> [ASSIGNED TASK]: Would you copy each line of the records that includes the word "finial"?

> [DATA SECTION]:
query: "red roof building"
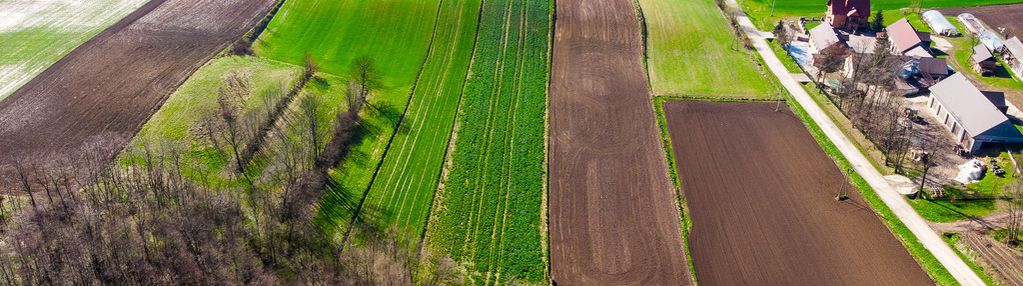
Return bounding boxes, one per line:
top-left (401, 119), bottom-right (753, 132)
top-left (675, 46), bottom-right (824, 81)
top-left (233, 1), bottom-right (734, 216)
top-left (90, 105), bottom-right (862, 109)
top-left (826, 0), bottom-right (870, 30)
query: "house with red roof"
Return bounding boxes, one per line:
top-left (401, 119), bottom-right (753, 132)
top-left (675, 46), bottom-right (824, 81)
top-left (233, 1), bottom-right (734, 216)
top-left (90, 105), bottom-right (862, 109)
top-left (826, 0), bottom-right (870, 30)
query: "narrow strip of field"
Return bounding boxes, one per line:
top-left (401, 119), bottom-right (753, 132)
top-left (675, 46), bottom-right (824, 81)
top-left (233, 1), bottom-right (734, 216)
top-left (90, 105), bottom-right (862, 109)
top-left (663, 101), bottom-right (931, 285)
top-left (425, 0), bottom-right (550, 284)
top-left (639, 0), bottom-right (776, 99)
top-left (362, 0), bottom-right (481, 237)
top-left (0, 0), bottom-right (148, 100)
top-left (547, 0), bottom-right (693, 284)
top-left (0, 0), bottom-right (277, 184)
top-left (253, 0), bottom-right (443, 232)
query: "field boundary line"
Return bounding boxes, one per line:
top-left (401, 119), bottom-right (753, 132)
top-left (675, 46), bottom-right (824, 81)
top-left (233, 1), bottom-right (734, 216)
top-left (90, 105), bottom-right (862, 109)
top-left (727, 0), bottom-right (984, 284)
top-left (541, 0), bottom-right (555, 281)
top-left (340, 0), bottom-right (446, 250)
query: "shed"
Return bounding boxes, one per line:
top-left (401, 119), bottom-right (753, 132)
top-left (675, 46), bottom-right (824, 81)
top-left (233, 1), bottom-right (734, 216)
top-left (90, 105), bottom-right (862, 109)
top-left (971, 43), bottom-right (998, 76)
top-left (1004, 37), bottom-right (1023, 77)
top-left (927, 73), bottom-right (1023, 153)
top-left (922, 10), bottom-right (960, 36)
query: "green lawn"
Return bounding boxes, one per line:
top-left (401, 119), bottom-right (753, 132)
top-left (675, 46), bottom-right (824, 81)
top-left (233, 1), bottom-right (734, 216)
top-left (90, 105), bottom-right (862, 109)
top-left (361, 0), bottom-right (481, 238)
top-left (741, 0), bottom-right (1023, 30)
top-left (640, 0), bottom-right (778, 99)
top-left (0, 0), bottom-right (148, 100)
top-left (426, 0), bottom-right (551, 284)
top-left (254, 0), bottom-right (444, 234)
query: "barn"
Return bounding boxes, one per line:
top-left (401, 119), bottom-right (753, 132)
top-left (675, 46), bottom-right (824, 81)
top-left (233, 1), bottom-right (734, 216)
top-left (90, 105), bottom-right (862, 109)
top-left (928, 73), bottom-right (1023, 153)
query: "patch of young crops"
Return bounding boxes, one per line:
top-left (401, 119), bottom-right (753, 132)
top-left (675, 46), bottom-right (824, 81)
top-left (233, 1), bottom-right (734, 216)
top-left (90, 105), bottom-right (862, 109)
top-left (426, 0), bottom-right (551, 284)
top-left (362, 0), bottom-right (482, 237)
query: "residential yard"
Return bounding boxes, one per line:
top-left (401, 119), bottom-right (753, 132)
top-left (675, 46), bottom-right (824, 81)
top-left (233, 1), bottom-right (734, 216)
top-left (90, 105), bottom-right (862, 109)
top-left (639, 0), bottom-right (777, 99)
top-left (0, 0), bottom-right (148, 100)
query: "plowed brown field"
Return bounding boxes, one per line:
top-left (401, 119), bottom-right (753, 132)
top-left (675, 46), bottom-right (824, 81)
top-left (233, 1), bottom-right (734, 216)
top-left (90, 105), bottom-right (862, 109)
top-left (939, 4), bottom-right (1023, 39)
top-left (664, 101), bottom-right (931, 285)
top-left (548, 0), bottom-right (693, 284)
top-left (0, 0), bottom-right (275, 183)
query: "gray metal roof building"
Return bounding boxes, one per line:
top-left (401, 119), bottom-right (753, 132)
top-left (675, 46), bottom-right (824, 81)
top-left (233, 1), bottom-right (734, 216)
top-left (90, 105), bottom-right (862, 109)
top-left (928, 73), bottom-right (1022, 152)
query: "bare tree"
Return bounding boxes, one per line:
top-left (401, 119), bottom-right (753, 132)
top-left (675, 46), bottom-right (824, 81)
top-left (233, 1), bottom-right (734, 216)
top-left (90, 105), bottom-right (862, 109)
top-left (814, 46), bottom-right (849, 92)
top-left (1007, 180), bottom-right (1023, 245)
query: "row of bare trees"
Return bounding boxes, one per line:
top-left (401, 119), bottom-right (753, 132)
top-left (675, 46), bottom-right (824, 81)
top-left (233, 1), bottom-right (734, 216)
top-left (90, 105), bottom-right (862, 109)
top-left (0, 57), bottom-right (463, 284)
top-left (815, 36), bottom-right (916, 173)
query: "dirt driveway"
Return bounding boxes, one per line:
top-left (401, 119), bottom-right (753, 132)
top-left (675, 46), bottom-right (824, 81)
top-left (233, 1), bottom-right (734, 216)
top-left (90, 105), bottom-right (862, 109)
top-left (547, 0), bottom-right (692, 284)
top-left (0, 0), bottom-right (276, 185)
top-left (664, 101), bottom-right (931, 285)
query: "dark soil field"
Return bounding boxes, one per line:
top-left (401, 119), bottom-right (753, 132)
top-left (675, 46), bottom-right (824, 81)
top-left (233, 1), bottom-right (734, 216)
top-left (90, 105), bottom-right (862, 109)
top-left (939, 4), bottom-right (1023, 38)
top-left (0, 0), bottom-right (275, 185)
top-left (548, 0), bottom-right (693, 284)
top-left (664, 101), bottom-right (932, 285)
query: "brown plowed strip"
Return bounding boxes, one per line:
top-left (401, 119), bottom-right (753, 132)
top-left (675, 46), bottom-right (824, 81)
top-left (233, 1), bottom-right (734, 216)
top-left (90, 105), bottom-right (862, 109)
top-left (664, 101), bottom-right (932, 285)
top-left (0, 0), bottom-right (276, 183)
top-left (548, 0), bottom-right (693, 284)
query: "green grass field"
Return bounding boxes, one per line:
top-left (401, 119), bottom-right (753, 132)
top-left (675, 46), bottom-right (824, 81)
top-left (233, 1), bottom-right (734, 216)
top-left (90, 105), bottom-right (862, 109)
top-left (741, 0), bottom-right (1023, 30)
top-left (0, 0), bottom-right (147, 100)
top-left (425, 0), bottom-right (551, 284)
top-left (362, 0), bottom-right (481, 237)
top-left (254, 0), bottom-right (444, 233)
top-left (640, 0), bottom-right (778, 99)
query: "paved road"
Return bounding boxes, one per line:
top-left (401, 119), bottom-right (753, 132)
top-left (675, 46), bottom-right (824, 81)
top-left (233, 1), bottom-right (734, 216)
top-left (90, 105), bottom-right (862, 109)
top-left (726, 1), bottom-right (984, 285)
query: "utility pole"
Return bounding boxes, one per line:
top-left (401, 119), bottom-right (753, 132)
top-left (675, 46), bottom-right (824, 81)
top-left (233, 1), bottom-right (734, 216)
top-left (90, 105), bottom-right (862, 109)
top-left (770, 0), bottom-right (777, 17)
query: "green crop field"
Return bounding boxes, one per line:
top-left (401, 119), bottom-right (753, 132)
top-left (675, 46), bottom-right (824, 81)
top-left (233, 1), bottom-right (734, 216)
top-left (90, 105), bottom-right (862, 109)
top-left (640, 0), bottom-right (778, 99)
top-left (361, 0), bottom-right (482, 237)
top-left (741, 0), bottom-right (1023, 30)
top-left (425, 0), bottom-right (551, 284)
top-left (254, 0), bottom-right (445, 232)
top-left (0, 0), bottom-right (147, 100)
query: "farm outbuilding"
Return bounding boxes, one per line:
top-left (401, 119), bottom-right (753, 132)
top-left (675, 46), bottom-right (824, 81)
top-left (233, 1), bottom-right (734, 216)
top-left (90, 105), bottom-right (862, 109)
top-left (971, 43), bottom-right (998, 76)
top-left (922, 10), bottom-right (960, 36)
top-left (1004, 37), bottom-right (1023, 77)
top-left (928, 73), bottom-right (1023, 153)
top-left (957, 13), bottom-right (987, 35)
top-left (979, 30), bottom-right (1005, 53)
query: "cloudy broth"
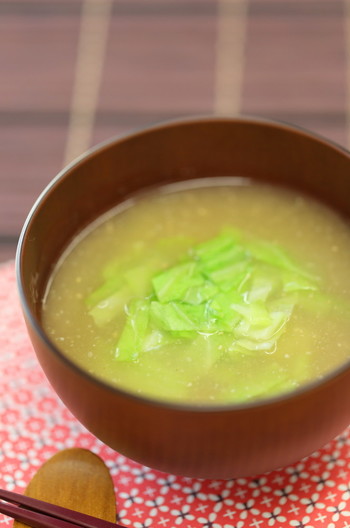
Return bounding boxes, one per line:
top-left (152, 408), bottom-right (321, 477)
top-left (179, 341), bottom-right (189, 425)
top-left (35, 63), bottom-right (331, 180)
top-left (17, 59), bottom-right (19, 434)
top-left (42, 179), bottom-right (350, 404)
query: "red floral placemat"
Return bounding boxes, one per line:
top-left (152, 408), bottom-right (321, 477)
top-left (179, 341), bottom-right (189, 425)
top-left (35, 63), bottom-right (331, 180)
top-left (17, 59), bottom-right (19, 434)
top-left (1, 260), bottom-right (350, 528)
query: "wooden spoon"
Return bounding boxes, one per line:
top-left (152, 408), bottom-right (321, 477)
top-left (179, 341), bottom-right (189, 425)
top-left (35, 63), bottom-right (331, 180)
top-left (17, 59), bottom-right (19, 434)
top-left (13, 448), bottom-right (116, 528)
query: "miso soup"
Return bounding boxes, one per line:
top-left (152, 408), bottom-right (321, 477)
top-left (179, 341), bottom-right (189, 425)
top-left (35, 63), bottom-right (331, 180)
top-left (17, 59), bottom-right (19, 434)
top-left (42, 179), bottom-right (350, 404)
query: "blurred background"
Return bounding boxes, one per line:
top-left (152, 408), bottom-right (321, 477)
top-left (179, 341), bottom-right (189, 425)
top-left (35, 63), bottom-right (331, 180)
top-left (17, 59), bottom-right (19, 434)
top-left (0, 0), bottom-right (348, 263)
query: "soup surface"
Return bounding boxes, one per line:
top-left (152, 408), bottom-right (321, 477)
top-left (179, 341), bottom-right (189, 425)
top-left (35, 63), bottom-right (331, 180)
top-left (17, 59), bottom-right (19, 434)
top-left (42, 179), bottom-right (350, 404)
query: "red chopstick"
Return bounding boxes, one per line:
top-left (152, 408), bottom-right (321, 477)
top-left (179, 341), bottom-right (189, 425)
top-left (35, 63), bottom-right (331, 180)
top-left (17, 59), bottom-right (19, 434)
top-left (0, 489), bottom-right (126, 528)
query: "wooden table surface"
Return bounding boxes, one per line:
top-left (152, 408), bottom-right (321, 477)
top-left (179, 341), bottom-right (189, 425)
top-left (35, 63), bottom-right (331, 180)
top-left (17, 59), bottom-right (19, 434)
top-left (1, 0), bottom-right (349, 263)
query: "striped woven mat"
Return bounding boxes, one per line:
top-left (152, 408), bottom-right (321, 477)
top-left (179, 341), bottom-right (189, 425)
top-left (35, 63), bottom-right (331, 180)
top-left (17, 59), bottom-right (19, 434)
top-left (1, 0), bottom-right (349, 262)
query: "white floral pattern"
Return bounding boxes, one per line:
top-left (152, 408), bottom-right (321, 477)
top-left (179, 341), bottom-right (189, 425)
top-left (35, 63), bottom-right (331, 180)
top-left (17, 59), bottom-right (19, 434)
top-left (0, 261), bottom-right (350, 528)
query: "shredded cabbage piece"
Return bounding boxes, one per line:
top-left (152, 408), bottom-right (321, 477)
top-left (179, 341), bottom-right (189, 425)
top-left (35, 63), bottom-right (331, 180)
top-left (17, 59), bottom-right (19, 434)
top-left (86, 228), bottom-right (324, 396)
top-left (115, 299), bottom-right (150, 360)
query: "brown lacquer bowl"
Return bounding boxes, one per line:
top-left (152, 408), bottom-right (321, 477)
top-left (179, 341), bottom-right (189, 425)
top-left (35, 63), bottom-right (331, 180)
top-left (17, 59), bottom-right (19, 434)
top-left (17, 116), bottom-right (350, 478)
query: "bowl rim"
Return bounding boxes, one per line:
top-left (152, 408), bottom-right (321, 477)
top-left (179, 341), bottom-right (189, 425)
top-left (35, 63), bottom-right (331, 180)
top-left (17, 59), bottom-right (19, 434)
top-left (16, 113), bottom-right (350, 413)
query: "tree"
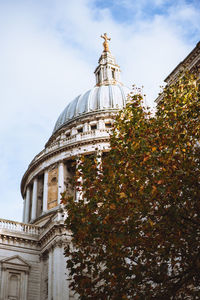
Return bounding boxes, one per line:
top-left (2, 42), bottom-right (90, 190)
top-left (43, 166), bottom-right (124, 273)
top-left (62, 73), bottom-right (200, 299)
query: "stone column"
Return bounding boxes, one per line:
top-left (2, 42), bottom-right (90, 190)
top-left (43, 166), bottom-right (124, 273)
top-left (96, 150), bottom-right (102, 171)
top-left (24, 187), bottom-right (31, 223)
top-left (99, 119), bottom-right (104, 130)
top-left (22, 198), bottom-right (26, 223)
top-left (83, 122), bottom-right (88, 132)
top-left (100, 67), bottom-right (103, 82)
top-left (58, 162), bottom-right (64, 202)
top-left (76, 159), bottom-right (82, 201)
top-left (31, 178), bottom-right (38, 220)
top-left (43, 170), bottom-right (48, 213)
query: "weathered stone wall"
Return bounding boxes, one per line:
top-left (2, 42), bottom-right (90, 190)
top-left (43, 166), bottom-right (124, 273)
top-left (47, 166), bottom-right (58, 210)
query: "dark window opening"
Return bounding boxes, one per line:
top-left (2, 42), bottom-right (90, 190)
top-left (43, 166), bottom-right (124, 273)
top-left (98, 71), bottom-right (101, 83)
top-left (105, 122), bottom-right (112, 128)
top-left (91, 124), bottom-right (97, 130)
top-left (112, 68), bottom-right (115, 79)
top-left (77, 128), bottom-right (83, 133)
top-left (66, 160), bottom-right (76, 174)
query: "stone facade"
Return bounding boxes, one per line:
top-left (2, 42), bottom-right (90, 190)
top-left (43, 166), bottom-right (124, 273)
top-left (165, 41), bottom-right (200, 85)
top-left (156, 41), bottom-right (200, 103)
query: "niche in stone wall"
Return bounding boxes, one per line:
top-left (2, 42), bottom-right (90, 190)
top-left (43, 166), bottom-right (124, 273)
top-left (8, 273), bottom-right (20, 299)
top-left (47, 165), bottom-right (58, 210)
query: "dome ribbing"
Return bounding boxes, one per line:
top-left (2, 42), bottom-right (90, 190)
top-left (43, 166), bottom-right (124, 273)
top-left (53, 83), bottom-right (130, 134)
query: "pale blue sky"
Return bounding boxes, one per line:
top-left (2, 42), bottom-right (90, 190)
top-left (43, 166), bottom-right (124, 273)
top-left (0, 0), bottom-right (199, 221)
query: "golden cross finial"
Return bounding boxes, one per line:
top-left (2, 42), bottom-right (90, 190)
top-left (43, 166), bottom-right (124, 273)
top-left (101, 33), bottom-right (111, 52)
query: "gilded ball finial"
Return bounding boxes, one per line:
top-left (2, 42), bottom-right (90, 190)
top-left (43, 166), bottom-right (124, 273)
top-left (100, 33), bottom-right (111, 52)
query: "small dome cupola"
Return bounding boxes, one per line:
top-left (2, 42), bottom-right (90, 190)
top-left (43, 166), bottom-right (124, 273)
top-left (94, 33), bottom-right (121, 86)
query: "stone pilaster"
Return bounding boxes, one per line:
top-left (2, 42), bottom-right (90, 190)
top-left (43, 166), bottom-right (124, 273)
top-left (48, 249), bottom-right (53, 300)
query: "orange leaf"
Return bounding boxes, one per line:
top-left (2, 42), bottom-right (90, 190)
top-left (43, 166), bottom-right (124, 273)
top-left (157, 180), bottom-right (163, 185)
top-left (152, 185), bottom-right (157, 194)
top-left (110, 203), bottom-right (116, 210)
top-left (143, 156), bottom-right (149, 162)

> [ANSWER TO THIS PROBLEM]:
query: "golden cross finial"
query: "gilded ball finial"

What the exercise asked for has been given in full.